== DO THIS ==
Rewrite the stretch of material below from the line containing "Practice. Annotate every instance of the green" through the line containing "x=494 y=289", requests included, scaling every answer coordinate by 1.05 and rounding each result to a whole number with halves rounded up. Leave the requests and their format samples unchanged, and return only that stretch.

Rows taken from a pointing dataset:
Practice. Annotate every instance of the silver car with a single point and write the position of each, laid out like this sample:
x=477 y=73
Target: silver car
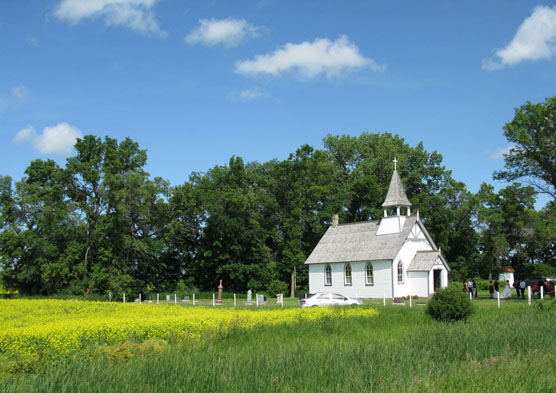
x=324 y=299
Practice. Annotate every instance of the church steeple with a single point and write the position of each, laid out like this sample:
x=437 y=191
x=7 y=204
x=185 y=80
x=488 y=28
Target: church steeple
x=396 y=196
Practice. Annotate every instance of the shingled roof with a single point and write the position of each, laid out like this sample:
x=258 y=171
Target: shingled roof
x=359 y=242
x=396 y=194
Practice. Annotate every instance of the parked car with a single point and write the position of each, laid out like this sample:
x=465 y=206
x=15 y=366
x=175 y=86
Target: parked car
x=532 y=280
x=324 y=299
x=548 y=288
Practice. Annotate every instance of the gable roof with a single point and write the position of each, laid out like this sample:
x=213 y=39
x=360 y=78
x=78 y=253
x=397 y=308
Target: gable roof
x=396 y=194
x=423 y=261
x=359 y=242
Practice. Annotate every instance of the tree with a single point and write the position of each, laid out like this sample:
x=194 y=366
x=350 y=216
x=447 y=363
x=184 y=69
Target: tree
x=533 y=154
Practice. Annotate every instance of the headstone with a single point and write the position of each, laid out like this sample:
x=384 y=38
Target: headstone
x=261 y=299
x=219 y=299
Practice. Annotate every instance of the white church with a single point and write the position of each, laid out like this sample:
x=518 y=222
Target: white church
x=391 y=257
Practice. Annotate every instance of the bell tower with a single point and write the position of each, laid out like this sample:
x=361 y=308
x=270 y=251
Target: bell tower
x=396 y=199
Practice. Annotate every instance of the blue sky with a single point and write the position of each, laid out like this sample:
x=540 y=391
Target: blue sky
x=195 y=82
---
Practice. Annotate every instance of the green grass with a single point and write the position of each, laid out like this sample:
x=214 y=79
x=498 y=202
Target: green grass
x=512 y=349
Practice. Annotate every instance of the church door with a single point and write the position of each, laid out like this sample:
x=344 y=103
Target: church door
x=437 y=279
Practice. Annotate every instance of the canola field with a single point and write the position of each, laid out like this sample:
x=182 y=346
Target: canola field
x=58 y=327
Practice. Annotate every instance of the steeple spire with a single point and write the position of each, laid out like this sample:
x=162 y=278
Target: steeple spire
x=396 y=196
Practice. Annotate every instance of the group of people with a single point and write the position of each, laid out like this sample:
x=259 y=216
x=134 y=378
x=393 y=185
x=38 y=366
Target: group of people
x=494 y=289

== ANSWER TO THE TASK ==
Practice. Annotate every instance of the green grass with a single point and write the position of each, laid out like this sample:
x=214 y=79
x=498 y=202
Target: green grass
x=538 y=366
Practice. Annotate every instance of the church door with a single point and write the position of each, laid out like this sample:
x=344 y=103
Target: church door
x=459 y=293
Practice. Annotate every instance of the canola field with a single point and write the position of each, laid out like this sample:
x=182 y=346
Target: canola field
x=61 y=343
Practice. Annotate every instance of the steeple spire with a single point and write the position of each, laid out like this sample:
x=162 y=278
Target: steeple spire
x=416 y=206
Practice. Annotate every instance of the group of people with a single point and write the position of each, laid out like this sample:
x=259 y=216
x=134 y=378
x=393 y=185
x=38 y=366
Target: group of people
x=519 y=303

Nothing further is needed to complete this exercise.